SELECTED EXCERPT

Space is really tough on we terrestrial beings, but solutions to those problems are in the works and I hope some day soon, we will be off again to explore different worlds.
— Thom Barker
Apollo 11 landed on the moon on July 20, 1969.
Neil Armstrong then became the first person to ever walk on the moon in the wee morning hours on the 21st of July.
So… roughly 21 years before I was born.
While my colleagues may remember the actual landing (or at the very least remember being told about it by their parents) I really know nothing about it, other than what my high school history class taught us about it (actually, they never did).
What I do know, however, is that it was quite the accomplishment. The ‘Muricans beat the Ruskies to the moon in one of the biggest races of the Cold War.
I also know that many people believe it never actually happened. They choose to believe that the moon landing, or rather, ‘moon landing’ happened in one of two places. A desert or, more likely, a Hollywood movie set/studio.
So, seeing as my knowledge in this area is just above nothing, I’ll just recount a story of one such guy who believed it was fake.
We called him ‘Crazy Ted’. Crazy Ted lived on the streets in Elephant and Castle, London, UK. He was originally from Somalia so his name was most likely not Ted, however it sounded like that so that’s who he became.
Crazy Ted believed that he was present at the moon landing. But not on the moon. Oh no. According to him it happened in the Sahara Desert and Neil Armstrong wasn’t actually American.
Unfortunately we never asked him what he thought Neil atually was.
Crazy Ted also swore to us that he had picture proof that the moon landing happened in the Sahara desert. He said with certainty that he had over 100 photos of the fake landing in the Sahara in a safe deposit box.
Then again he also survived by eating London pigeons… So we took his information with a grain of salt.

SHORT TASK A
In the moon landing piece, why did the writer's group call the man "Ted"? Answer in one to three sentences.
The rows that come next are unrelated to the moon landing piece.

SOURCE DATA
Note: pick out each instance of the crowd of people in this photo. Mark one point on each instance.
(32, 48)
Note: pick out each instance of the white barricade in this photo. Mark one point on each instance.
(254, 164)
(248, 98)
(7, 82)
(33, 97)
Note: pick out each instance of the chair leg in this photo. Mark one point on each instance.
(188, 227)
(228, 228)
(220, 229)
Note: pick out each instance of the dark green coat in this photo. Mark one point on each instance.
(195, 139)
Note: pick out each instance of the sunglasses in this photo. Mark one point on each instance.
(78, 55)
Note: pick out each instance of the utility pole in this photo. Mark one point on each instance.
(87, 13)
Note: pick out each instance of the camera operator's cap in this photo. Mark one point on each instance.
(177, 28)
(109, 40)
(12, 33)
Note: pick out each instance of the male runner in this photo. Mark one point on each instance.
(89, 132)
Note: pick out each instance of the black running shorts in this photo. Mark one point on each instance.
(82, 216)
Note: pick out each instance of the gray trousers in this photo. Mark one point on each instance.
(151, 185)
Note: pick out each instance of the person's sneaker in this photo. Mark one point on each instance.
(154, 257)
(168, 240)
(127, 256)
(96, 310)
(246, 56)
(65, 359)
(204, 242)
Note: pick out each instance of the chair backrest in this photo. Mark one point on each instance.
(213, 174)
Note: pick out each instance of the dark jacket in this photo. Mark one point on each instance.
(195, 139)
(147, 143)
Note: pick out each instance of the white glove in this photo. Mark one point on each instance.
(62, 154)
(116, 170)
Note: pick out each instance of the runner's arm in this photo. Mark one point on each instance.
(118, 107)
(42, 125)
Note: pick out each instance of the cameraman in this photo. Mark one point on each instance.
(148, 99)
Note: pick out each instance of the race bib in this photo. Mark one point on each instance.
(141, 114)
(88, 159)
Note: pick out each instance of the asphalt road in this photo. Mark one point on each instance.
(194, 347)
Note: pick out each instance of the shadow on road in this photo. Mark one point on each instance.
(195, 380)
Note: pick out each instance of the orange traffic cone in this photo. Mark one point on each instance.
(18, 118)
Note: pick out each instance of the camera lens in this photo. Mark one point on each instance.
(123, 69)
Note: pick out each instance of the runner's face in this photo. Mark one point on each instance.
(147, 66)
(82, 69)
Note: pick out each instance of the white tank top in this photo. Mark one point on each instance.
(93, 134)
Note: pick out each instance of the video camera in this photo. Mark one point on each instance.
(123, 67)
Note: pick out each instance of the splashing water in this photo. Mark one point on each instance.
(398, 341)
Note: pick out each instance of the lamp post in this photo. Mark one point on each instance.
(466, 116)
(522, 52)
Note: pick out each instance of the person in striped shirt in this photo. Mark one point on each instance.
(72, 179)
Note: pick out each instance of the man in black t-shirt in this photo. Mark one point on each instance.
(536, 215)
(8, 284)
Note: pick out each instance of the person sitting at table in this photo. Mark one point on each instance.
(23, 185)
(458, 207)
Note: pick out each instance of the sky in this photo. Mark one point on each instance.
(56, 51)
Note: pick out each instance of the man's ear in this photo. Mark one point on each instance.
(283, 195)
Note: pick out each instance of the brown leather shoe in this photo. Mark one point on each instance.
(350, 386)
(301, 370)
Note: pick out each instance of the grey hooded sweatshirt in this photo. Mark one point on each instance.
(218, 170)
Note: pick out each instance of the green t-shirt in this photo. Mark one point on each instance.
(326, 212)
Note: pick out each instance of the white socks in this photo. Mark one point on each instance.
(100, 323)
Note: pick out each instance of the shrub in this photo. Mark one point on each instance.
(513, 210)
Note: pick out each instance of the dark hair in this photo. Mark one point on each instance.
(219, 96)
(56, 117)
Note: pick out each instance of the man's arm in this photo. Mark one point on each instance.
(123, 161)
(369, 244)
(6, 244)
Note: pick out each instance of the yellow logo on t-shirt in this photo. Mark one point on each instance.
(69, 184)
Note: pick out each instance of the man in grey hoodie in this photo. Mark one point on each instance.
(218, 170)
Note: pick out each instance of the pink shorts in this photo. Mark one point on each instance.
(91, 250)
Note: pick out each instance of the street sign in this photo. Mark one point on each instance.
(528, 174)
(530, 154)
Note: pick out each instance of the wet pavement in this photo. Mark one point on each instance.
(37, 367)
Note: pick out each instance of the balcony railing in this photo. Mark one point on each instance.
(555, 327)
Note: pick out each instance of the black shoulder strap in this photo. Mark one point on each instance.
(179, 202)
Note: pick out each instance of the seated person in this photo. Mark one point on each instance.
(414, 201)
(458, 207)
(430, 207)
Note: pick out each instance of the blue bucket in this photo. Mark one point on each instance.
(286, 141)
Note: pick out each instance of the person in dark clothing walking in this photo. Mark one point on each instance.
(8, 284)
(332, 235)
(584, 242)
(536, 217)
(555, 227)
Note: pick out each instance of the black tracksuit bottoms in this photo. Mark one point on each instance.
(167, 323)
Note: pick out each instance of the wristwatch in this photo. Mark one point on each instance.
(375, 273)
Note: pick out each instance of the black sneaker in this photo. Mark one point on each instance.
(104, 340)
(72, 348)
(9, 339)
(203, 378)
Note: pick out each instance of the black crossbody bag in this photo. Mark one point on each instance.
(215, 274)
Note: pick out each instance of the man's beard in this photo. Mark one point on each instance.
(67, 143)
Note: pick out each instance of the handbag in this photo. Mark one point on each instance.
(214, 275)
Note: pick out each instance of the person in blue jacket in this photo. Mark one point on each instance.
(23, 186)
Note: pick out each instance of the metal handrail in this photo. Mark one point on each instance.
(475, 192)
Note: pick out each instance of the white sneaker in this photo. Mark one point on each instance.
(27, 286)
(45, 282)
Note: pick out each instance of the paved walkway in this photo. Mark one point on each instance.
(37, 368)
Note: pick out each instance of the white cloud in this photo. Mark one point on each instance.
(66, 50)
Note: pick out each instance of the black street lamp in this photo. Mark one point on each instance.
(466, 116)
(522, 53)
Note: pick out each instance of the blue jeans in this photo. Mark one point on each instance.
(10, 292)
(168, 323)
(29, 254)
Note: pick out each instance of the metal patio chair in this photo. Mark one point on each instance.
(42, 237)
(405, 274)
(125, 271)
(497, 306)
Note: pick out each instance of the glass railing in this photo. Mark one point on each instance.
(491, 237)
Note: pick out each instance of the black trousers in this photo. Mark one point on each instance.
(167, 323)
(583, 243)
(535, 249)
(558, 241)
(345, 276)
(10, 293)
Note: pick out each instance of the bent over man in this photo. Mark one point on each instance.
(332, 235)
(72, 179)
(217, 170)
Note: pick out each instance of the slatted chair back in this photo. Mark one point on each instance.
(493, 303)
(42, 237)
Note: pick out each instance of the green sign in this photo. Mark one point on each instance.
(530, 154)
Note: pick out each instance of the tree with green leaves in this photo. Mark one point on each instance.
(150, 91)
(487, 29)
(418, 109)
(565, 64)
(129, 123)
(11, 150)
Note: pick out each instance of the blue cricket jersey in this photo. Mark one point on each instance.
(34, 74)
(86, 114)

---

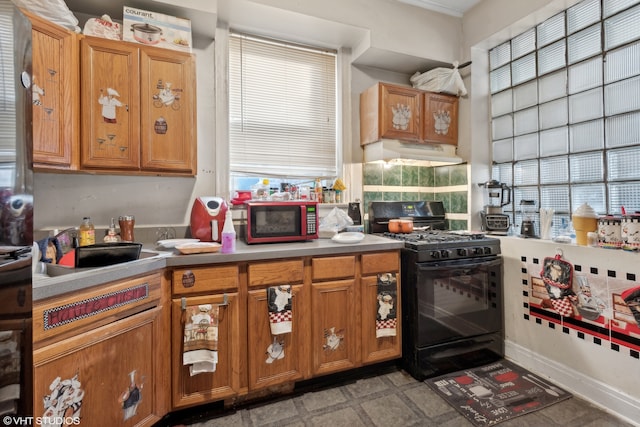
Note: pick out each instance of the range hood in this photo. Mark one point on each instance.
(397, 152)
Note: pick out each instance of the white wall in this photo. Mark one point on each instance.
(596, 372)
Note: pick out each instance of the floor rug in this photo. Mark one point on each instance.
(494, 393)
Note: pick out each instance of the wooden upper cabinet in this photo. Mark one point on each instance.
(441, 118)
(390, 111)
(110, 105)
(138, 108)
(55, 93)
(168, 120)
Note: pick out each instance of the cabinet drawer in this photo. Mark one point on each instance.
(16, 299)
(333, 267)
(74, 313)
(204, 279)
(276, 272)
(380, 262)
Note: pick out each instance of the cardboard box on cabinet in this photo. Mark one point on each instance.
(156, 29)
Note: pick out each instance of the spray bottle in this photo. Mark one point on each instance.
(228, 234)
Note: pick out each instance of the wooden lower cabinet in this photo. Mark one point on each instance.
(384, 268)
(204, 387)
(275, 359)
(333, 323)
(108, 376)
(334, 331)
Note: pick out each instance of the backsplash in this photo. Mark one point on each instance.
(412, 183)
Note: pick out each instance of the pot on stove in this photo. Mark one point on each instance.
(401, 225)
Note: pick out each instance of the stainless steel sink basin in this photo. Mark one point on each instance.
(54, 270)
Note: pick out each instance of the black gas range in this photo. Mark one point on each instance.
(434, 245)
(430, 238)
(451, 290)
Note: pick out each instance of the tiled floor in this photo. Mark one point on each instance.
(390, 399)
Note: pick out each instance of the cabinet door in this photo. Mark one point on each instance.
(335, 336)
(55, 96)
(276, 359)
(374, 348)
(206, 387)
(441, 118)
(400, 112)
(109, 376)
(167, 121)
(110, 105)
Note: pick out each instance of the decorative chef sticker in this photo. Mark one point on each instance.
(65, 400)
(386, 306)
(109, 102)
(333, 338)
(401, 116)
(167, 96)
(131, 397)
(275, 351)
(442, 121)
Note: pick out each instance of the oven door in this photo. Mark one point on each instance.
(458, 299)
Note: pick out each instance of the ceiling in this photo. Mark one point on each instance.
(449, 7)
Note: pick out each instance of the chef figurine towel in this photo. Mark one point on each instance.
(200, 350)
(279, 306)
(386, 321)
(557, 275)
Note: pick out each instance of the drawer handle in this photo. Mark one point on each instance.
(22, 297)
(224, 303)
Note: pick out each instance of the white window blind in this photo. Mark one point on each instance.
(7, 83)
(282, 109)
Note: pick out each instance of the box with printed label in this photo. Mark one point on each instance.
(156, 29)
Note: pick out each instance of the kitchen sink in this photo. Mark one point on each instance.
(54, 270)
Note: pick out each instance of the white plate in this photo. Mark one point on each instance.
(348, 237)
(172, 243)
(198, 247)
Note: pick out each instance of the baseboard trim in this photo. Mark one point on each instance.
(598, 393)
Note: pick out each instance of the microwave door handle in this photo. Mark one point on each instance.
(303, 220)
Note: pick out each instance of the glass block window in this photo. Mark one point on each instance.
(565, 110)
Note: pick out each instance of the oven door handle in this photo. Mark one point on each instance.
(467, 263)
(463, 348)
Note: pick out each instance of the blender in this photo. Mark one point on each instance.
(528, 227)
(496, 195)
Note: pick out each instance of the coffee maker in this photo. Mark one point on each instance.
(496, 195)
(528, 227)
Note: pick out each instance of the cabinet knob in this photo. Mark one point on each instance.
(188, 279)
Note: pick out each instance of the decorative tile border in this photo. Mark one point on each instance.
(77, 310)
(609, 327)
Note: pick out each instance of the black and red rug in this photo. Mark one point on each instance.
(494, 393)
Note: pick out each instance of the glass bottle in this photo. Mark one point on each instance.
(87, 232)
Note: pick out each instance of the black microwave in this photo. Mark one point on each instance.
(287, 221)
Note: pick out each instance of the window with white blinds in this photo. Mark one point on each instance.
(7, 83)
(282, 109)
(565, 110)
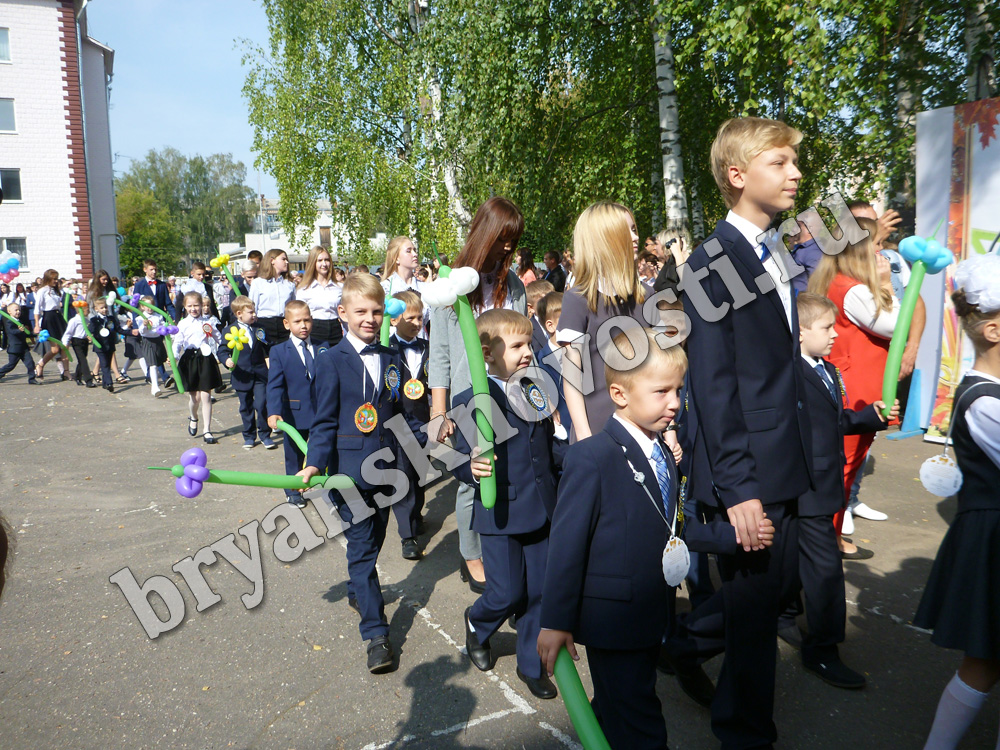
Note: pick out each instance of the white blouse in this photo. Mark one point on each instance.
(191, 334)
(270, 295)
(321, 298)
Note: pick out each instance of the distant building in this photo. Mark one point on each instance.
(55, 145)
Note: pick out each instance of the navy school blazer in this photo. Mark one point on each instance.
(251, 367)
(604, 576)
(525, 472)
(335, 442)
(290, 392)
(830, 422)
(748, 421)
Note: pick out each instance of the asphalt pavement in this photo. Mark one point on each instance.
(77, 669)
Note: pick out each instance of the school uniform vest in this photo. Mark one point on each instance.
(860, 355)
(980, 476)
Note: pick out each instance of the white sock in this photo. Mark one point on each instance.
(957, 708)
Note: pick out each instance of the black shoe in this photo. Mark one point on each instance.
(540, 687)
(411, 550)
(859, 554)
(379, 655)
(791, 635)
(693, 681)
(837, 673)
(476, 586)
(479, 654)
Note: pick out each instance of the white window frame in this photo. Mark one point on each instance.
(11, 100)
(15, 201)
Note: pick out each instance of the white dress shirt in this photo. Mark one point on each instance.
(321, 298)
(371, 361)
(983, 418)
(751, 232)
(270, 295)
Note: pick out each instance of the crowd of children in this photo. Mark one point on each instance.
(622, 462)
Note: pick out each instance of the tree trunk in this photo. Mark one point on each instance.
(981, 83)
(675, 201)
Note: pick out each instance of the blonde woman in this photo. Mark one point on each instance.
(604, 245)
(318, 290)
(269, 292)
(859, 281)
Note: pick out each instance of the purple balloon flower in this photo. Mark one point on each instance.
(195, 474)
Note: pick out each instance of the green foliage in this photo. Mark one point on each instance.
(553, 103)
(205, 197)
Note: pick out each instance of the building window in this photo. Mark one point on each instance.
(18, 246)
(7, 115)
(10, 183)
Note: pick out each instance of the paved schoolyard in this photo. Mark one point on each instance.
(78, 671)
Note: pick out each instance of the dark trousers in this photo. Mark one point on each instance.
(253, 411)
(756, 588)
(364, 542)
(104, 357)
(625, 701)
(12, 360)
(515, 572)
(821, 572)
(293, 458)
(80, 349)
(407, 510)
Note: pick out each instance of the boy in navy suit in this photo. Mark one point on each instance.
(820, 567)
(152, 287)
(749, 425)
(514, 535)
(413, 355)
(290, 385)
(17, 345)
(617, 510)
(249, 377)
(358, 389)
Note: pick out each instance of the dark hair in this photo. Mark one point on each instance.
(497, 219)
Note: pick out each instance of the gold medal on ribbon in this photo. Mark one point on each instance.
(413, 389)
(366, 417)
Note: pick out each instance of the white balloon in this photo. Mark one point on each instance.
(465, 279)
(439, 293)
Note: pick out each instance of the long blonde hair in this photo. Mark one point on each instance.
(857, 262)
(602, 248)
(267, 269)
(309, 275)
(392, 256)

SHORT TASK B
Identify each row that contains the word "street" and copy it out.

EXERCISE RESULT A
He was originally from Somalia, so his real name was most likely not Ted. His name sounded like Ted, so that is what he became.

EXERCISE RESULT B
Note: pick out each instance of the street sign in this photo. Mark one point on each instance.
Note: pick out each instance of the black street lamp in this photo. Mark one point on each instance.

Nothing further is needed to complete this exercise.